Task item:
Return all of the data below verbatim and exclude every picture.

Data:
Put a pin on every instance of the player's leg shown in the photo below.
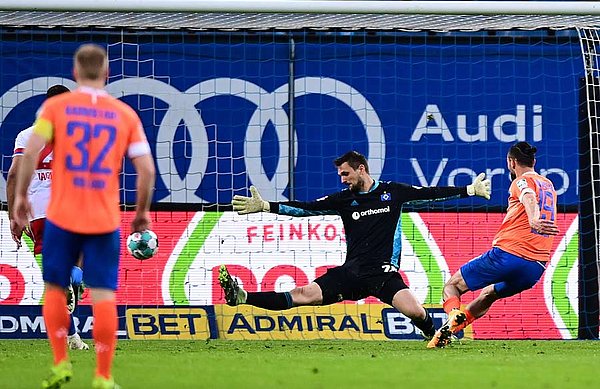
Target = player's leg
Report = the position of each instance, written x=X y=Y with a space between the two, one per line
x=520 y=274
x=396 y=293
x=478 y=273
x=101 y=261
x=73 y=339
x=57 y=260
x=327 y=289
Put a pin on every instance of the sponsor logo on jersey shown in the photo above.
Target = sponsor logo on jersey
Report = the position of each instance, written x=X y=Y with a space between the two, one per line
x=369 y=212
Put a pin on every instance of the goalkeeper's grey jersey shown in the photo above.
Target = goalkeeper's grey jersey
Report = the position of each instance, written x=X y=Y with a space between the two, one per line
x=371 y=219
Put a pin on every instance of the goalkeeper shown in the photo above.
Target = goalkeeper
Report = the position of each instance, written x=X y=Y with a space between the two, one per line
x=370 y=211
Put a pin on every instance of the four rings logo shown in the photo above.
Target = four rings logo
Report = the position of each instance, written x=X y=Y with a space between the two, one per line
x=182 y=107
x=357 y=215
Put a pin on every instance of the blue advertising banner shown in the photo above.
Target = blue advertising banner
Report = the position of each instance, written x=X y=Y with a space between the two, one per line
x=217 y=109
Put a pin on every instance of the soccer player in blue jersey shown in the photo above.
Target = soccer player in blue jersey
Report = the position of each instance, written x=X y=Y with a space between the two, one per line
x=370 y=211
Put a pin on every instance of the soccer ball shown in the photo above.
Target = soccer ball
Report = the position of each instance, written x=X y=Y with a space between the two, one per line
x=142 y=245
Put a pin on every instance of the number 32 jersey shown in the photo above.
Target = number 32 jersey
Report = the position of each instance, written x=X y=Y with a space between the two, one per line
x=90 y=132
x=515 y=235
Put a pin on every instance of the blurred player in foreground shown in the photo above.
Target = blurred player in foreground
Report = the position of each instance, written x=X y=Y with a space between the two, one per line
x=39 y=195
x=370 y=211
x=520 y=250
x=91 y=132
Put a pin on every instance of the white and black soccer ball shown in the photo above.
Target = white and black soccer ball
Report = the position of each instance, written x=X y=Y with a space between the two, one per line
x=142 y=245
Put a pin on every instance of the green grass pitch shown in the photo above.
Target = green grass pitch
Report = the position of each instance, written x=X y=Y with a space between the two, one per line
x=318 y=364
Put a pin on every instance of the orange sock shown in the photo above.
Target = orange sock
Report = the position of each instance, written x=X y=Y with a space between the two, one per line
x=105 y=335
x=57 y=322
x=470 y=317
x=451 y=303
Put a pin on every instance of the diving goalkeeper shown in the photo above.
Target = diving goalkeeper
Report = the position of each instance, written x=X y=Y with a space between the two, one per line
x=370 y=211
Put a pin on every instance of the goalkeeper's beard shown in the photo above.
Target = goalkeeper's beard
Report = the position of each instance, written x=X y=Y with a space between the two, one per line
x=358 y=187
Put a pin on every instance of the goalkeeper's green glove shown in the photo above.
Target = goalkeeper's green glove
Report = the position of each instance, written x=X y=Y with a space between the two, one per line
x=481 y=187
x=244 y=205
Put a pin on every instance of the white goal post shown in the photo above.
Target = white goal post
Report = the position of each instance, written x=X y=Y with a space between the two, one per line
x=312 y=6
x=297 y=14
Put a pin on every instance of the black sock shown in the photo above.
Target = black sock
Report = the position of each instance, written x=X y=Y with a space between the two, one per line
x=270 y=300
x=426 y=325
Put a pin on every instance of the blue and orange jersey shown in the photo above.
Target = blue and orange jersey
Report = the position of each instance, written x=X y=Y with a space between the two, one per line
x=90 y=132
x=515 y=235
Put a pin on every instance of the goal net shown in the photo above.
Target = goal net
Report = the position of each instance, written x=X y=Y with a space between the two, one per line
x=232 y=99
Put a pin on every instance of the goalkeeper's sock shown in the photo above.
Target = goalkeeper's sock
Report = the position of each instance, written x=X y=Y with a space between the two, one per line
x=451 y=303
x=105 y=328
x=273 y=301
x=425 y=325
x=56 y=318
x=470 y=317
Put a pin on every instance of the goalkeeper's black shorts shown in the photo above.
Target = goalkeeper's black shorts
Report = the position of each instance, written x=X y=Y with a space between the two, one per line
x=340 y=283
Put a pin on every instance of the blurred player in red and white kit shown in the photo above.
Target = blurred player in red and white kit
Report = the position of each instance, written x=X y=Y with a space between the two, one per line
x=39 y=195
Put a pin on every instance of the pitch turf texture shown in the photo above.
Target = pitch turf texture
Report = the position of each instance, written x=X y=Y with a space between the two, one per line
x=318 y=364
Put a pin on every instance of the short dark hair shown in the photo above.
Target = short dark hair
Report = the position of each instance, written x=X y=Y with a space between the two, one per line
x=92 y=61
x=523 y=153
x=354 y=159
x=56 y=90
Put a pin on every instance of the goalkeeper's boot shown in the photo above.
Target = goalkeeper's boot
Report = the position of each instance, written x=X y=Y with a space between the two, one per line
x=457 y=320
x=59 y=374
x=104 y=383
x=441 y=339
x=234 y=295
x=75 y=342
x=71 y=299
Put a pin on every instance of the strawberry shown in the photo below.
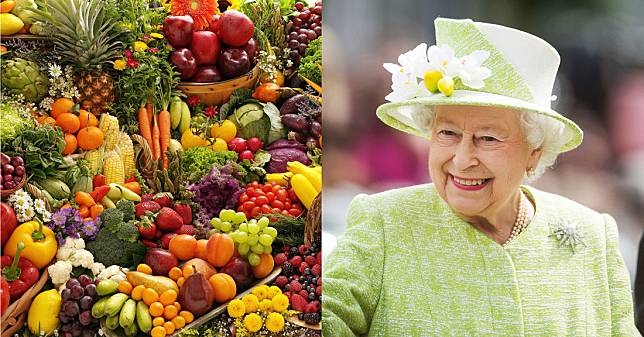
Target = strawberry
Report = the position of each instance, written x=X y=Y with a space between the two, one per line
x=146 y=206
x=281 y=281
x=298 y=302
x=310 y=260
x=185 y=211
x=317 y=269
x=164 y=199
x=186 y=229
x=295 y=286
x=168 y=219
x=296 y=261
x=280 y=258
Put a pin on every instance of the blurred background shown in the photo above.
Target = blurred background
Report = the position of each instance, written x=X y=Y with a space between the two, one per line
x=600 y=85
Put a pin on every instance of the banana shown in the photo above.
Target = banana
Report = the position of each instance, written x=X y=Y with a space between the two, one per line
x=114 y=304
x=143 y=318
x=128 y=312
x=175 y=112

Exercise solution:
Put a pin on every instance of the player's leg shown in the photo below.
Target = player's leg
Report = the position of each instance, written x=X y=Y with a space between the two, one per line
x=520 y=274
x=396 y=293
x=478 y=273
x=101 y=261
x=73 y=339
x=57 y=260
x=327 y=289
Put a pin on every instance of the sponsor logo on jersey shown in the photo above.
Target = sponsor logo on jersey
Report = the position of each instance, written x=X y=Y with a space between the two, one per line
x=369 y=212
Put a pin on every instance of the goalkeeper's grey jersey shown in the photo above.
Target = goalkeeper's grey jersey
Report = the position of each instance, written x=X y=Y with a space between the two, one per line
x=371 y=219
Put a pin on every instance of the goalkeeper shown in the photo above.
Target = goalkeeper
Report = the position of each instance, written x=X y=Y with a space between the two, one per line
x=370 y=211
Put a pin on every instance of the four rings logo shown in the photo above.
Target = four rings logo
Report = the position of each instance, written x=X y=Y with a space between the two, one per line
x=182 y=107
x=357 y=215
Put a pin on every instance of the blue advertising banner shown in the photo above.
Target = blue advertising banner
Report = the position of each instance, written x=X y=Y with a space between the two, one per line
x=217 y=109
Put a pin on every instance of the soccer player in blue jersey shown in the photo above.
Target = soccer player in blue jersey
Report = the position of each instance, written x=X y=Y with a space between the two, one per line
x=370 y=211
Put a pin on every instance of the soccer ball shown in the photo above.
Target = soccer ball
Report = the position of each instance, written x=X y=Y with a space between the two, one per line
x=142 y=245
Put a pin on every instance of the number 32 jersey shown in the photo above.
Target = number 32 jersey
Report = the position of each instance, written x=X y=Y with a space between the two, one per line
x=90 y=132
x=515 y=235
Put a pin on every instance of the blurred player in foreground shown in the photo above.
Target = blurred player in foreground
Report = the position of each instance, written x=X y=Y with a space between the two, one per line
x=39 y=195
x=370 y=211
x=520 y=250
x=91 y=132
Put a pin on every instance of the white and black soccer ball shown in the photo above.
Target = white and black soccer ball
Report = the position of each instance, written x=X y=Y with a space between the two, one per line
x=142 y=245
Put a pin on every instance of the green grass pitch shown in the photo above.
Target = green grass pitch
Report = the position of each instance, written x=X y=Y with a space between the two, one per line
x=318 y=364
Put a pin on every instance of the orange sock shown in the photo above.
Target = orange sock
Report = the position of each instance, written x=X y=Y with a space between the two, one per line
x=105 y=335
x=57 y=322
x=470 y=317
x=451 y=303
Put a pin on every instance of the diving goalkeeper shown in the photo above.
Target = diving goalkeeper
Report = the position of each instance, written x=X y=Y with a space between the two, one per line
x=370 y=211
Put a pin on every instance of the goalkeeper's beard shown in the photo above.
Target = goalkeeper's beard
Report = the position of each instance, written x=X y=Y with a space between the two, one per line
x=358 y=187
Put a pin on every instance of the goalkeeper's green glove shown in the photo above.
Target = goalkeeper's green glove
Report = the position of each instance, written x=X y=Y with a space between the two, one per line
x=481 y=187
x=244 y=205
Put a pin on every instance of the white goal post shown in the photo above.
Target = white goal post
Report = the position of each instance, written x=X y=Y with a space between the two, one per line
x=312 y=6
x=297 y=14
Put a pin on every instance of the black sock shown in the photo above.
Target = black sock
Report = the position of each instance, written x=X y=Y with a space between the two, one per line
x=270 y=300
x=426 y=325
Put a pin on every instance of the blue and orange jersey shown in the photo above.
Target = blue and orange jersey
Report = the position of each instance, written x=X y=Y with a space between the two, one per line
x=90 y=132
x=515 y=235
Put a pin on every instance of the goal net shown in the photo above.
Target = goal net
Report = the position of each instance, written x=X y=Y with a space between the two, one per line
x=232 y=99
Put a pin on every instance of the goalkeeper's sock shown in the photo above.
Target = goalkeeper's sock
Report = the position of each instance, written x=X y=Y with a space between the two, one per line
x=451 y=303
x=105 y=328
x=273 y=301
x=425 y=325
x=56 y=318
x=470 y=317
Put a pin on every instance of the goalkeeper's black shorts shown in the photo above.
Target = goalkeeper's black shorts
Report = the position of each instance, written x=X y=Y with a space between the two, one per line
x=340 y=283
Put a pin on every instance of the blurred player in red and white kit shown in the photo above.
Target = blurred player in red and white kit
Report = the position of each instance, written x=X y=Y with a space between the two, one per line
x=39 y=195
Put a pin on every instance of the pitch turf texture shown in the photo above.
Target = pitch turf texture
Report = the position of each instance, written x=X y=Y with a space between the two, one per line
x=318 y=364
Put a pin on every instance of the short dark hair shown in the photo above.
Target = short dark hair
Report = the position of each instance, written x=X y=Y with a space between the two, one per line
x=92 y=61
x=523 y=153
x=354 y=159
x=56 y=90
Put a pin on every instance of the goalkeeper's boot shown in the photo above.
Target = goalkeeper's boot
Report = the position of each instance, written x=X y=Y with a space between the two, one per line
x=457 y=320
x=59 y=374
x=104 y=383
x=441 y=339
x=234 y=295
x=75 y=342
x=71 y=299
Put a pin on every instance of the strawberry shown in the photo below.
Target = strawberry
Report = the position of each instance, written x=X y=Y with a space between the two, one per line
x=146 y=206
x=281 y=281
x=298 y=302
x=310 y=260
x=185 y=211
x=317 y=269
x=164 y=199
x=186 y=229
x=295 y=286
x=168 y=219
x=296 y=261
x=280 y=258
Put a pin on every instance of the blurred background shown in the photo above.
Target = blurred background
Report = the position of each instance, written x=X y=Y with a space between the two, one per line
x=600 y=85
Put a pin on every instance of the banana shown in the photo above.
Target = banana
Report = the position of each instance, written x=X y=Y with a space between the two, one per line
x=114 y=304
x=143 y=318
x=128 y=312
x=175 y=112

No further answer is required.